▶ Material to process:

== Segment start ==

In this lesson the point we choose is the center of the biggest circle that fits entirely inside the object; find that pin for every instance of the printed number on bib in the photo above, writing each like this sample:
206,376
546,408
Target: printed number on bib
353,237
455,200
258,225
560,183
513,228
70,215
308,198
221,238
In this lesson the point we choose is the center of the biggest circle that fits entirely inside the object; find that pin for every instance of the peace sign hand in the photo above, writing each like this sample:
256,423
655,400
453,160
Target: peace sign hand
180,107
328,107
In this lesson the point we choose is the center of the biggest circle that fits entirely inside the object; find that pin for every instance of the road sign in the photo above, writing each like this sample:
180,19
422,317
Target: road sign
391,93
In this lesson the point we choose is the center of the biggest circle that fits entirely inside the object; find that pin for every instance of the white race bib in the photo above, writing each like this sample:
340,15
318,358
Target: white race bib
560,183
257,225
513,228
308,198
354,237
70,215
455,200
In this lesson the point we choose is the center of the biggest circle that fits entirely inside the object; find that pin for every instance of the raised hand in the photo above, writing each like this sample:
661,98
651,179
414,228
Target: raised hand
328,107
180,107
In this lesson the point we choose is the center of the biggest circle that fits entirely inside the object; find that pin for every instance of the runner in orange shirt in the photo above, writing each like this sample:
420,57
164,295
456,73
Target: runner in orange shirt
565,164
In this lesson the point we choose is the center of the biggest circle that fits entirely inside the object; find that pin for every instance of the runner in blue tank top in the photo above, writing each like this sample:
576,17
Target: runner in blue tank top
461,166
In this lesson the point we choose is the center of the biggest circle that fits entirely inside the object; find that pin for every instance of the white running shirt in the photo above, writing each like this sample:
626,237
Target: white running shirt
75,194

== Segment end ==

▶ Exercise objective: Please output each record exactly as it appears above.

▶ Answer area:
In this lesson the point we choose is the center of the biggest circle that fits entirely inside the object; find that pin for every instance of the printed number on bib in the photo above, writing each like this sample:
206,376
546,408
Target: printed number on bib
353,237
455,200
258,225
560,183
513,228
70,215
308,198
221,238
In this lesson the point we choose is the center of the biggest circle that fits entirely inside the object; find that pin for every instance of the peace sign hand in the photo above, writing each like this sample:
256,423
655,400
453,160
Target: peace sign hand
180,107
328,107
In this lesson the point we choose is the center of the biggest circle that fits entirely inside the object; find that pin for every instance of the road sign in the photo above, writing each like this sample:
180,19
422,317
Target: road sign
391,93
In this lesson the point we choose is the center of the biggest circle that fits entirely inside the object; find that pin for every instance of the white race bib in the photo above, writing each like this sample:
340,15
318,358
Target: white race bib
560,183
257,225
513,228
308,198
354,237
70,215
455,200
In this lesson the point we choose is the center of the biggest circle that fits entirely inside the object; find that pin for every instance of the raised hand in the photo above, writing each like this sample:
661,98
651,179
414,228
Target: raised hand
328,107
180,107
In this lesson the point we choose is the center of the biggest circle that fits entirely inside the object; find that pin for every instance of the runner in orange shirt in the photo above, writing each like this sample:
420,57
164,295
456,73
Target: runner in orange shirt
565,164
In this lesson the point we choose is the center of the biggest circle that fits entirely inside the object; find that pin for every instance of the runner in blue tank top in the photo above, writing each like this sample:
576,17
Target: runner in blue tank top
461,166
In this lesson the point we choose is the center of the biggest circle that fits entirely inside the object; find that pin for every instance of the white running shirt in the photo above, writing each like this sample:
626,237
Target: white running shirt
75,194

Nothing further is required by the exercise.